··· DOCUMENT TEXT
Rubix Trading Pvt.Ltd vs The Income-Tax Officer-3(3)(1) … on 20 December, 2018
Mr. Madhur Agarwal I/b Mr. Atul Jasani for the petitioner Mr. Sham Walve for respondent nos. 1 to 3 CORAM : AKIL KURESHI & M.S. SANKLECHA, J.J.
DATED : 20 th DECEMBER, 2018.
1. By consent of the learned Counsel for the parties, the petition is taken up for hearing and final disposal.
2. The petitioner has challenged a notice of reopening of assessment dated 29.03.2018. Brief facts are as under :-
3. The petitioner is a company registered under the Companies Act and is engaged in the business of development of real estate projects. For the Assessment Year 2013-14, the petitioner had filed its return of income on 30.11.2013 declaring loss of Rs.3,87,662/-. The return was taken in scrutiny by the Assessing Officer. The Assessing Officer passed 1 of 13 Uday S. Jagtap 3130-18-Wp-24==.doc an order of assessment under Section 143(3) of the Income Tax Act, 1961 (“the Act” for short) on 19.01.2016 accepting the petitioner’s declared income.
4. In order to reopen such assessment, the Assessing Officer issued the impugned notice which, as can be seen was done within a period of 4 years from the end of the relevant assessment year. In order to issue the notice, the Assessing Officer had recorded following reasons :-
“In this case, the original return of income declaring total loss of Rs.387,662/- and claiming a refund of Rs.1,10,83,662/- was filed on 30.11.2013. The assessee filed a revised return of income declaring loss of Rs.387 662/- and refund at Rs.Nil on 31.3.2015. Scrutiny assessment was completed u/s 143(3) of the IT Act on 19.1.2016 accepting the returned income.
2. The assessee company is engaged in the construction and development of infotech parks, cyber parks, business parks and other similar works.
······
··· SUPPLIED RECORDS
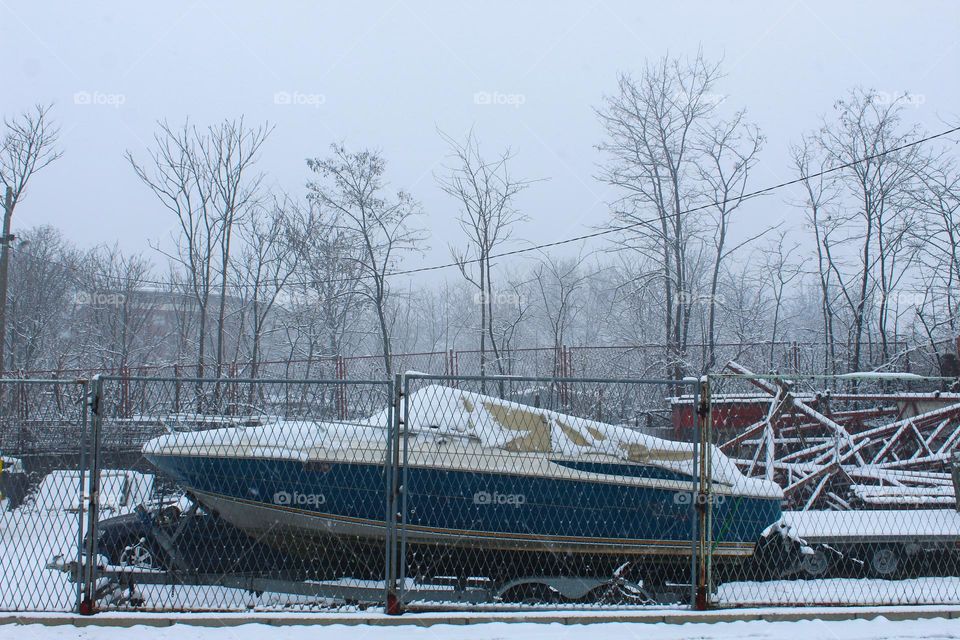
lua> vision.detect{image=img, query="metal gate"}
[0,380,89,611]
[0,370,960,613]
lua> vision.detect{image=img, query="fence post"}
[78,374,103,616]
[694,376,713,611]
[384,373,404,616]
[74,380,90,613]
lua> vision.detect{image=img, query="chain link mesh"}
[400,375,696,608]
[86,378,393,610]
[0,380,86,611]
[0,372,960,611]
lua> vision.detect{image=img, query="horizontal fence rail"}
[0,370,960,613]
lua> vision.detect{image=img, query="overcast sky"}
[0,0,960,280]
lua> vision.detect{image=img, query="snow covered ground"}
[0,618,960,640]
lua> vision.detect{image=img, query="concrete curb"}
[0,607,960,628]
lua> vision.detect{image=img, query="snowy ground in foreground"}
[0,618,960,640]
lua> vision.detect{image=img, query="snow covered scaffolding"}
[712,361,960,509]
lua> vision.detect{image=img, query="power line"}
[9,127,960,290]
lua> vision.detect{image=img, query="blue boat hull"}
[147,453,780,561]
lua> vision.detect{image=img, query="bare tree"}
[204,117,272,378]
[0,104,62,377]
[534,250,587,377]
[791,137,838,374]
[819,89,922,371]
[127,122,216,384]
[238,197,301,384]
[597,53,720,378]
[437,130,531,376]
[763,231,804,370]
[127,119,270,388]
[307,144,424,376]
[697,111,769,371]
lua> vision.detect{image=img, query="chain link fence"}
[398,374,698,608]
[0,380,88,611]
[0,370,960,613]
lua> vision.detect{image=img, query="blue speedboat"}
[144,387,783,580]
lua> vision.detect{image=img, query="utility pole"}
[0,187,13,378]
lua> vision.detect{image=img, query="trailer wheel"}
[867,545,904,580]
[800,548,831,578]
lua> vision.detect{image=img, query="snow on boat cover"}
······
CHALLENGES:
A – Print the section of the court judgment everything from "DATED : 20 th" down to "petitioner’s declared income.".
B – Answer these questions using the court judgment:
(i) What is the date of the reopening notice that the petitioner challenged?
(ii) What refund did the petitioner claim in its original return of income?
(iii) On what date did the petitioner file its revised return of income?
C – Pick up the court judgment after its last sentence and carry it on.

EXERCISE RESPONSES:
A –
DATED : 20 th DECEMBER, 2018.
1. By consent of the learned Counsel for the parties, the petition is taken up for hearing and final disposal.
2. The petitioner has challenged a notice of reopening of assessment dated 29.03.2018. Brief facts are as under :-
3. The petitioner is a company registered under the Companies Act and is engaged in the business of development of real estate projects. For the Assessment Year 2013-14, the petitioner had filed its return of income on 30.11.2013 declaring loss of Rs.3,87,662/-. The return was taken in scrutiny by the Assessing Officer. The Assessing Officer passed 1 of 13 Uday S. Jagtap 3130-18-Wp-24==.doc an order of assessment under Section 143(3) of the Income Tax Act, 1961 (“the Act” for short) on 19.01.2016 accepting the petitioner’s declared income.

B –
(i) 29.03.2018
(ii) Rs.1,10,83,662/-
(iii) 31.3.2015

C –
3. It is observed from the details of interest paid and received in Exhit-7 of letter dt.23.11.2015 that during the year under consideration, the assessee has incurred interest expenses to the tune of Rs.47,11,82,441/- on loans taken and has earned interest income of Rs.11,08,36,618/- on loans given. It has also been mentioned by the assessee that the company has netted off interest received of Rs.11.08 crores against interest paid of Rs.47.12 crores and the remaining amount has been transferred to the WIP account. This is not correct. Interest income earned by the assessee on loan advanced is in the nature of income from other sources and the same should have been offered for taxation accordingly. In this respect, it is pertinent to mention decision of Hon. Mumbai ITAT in the case of M/s Whistling Woods International Ltd. v/s ITO (2010) 48 DTR 371, wherein it has been held that interest earned by the assessee by investing its surplus funds in deposits with banks and other companies at the time when it was constructing the building of the institute for conducting its main business activity is taxable as income from other sources.
4. Further the Hon. Supreme Court in the case of CIT V/s Autokast Ltd. (2001) 248 ITR 110 (SC) has held that interest earned from money borrowed for purchase of plant and machinery and kept in short term deposits is assessable to tax as income from other sources.
In this case, all the fund utilized or giving loans/advances was sourced from interest bearing debentures and loan taken.
5. It is also pertinent to mention here that decision of Hon. Rajasthan High Court in the case of CIT VIs Rajasthan Land Development Corporation 211 ITR 597, wherein the following principle have been set out for deciding the tax treatment for the interest earned.
(i) Interest on fixed deposits and other deposits before the commencement of the business is income from other sources.
(ii) Income from interest on deposits of surplus money during the construction period is also to be considered/treated as income from other sources.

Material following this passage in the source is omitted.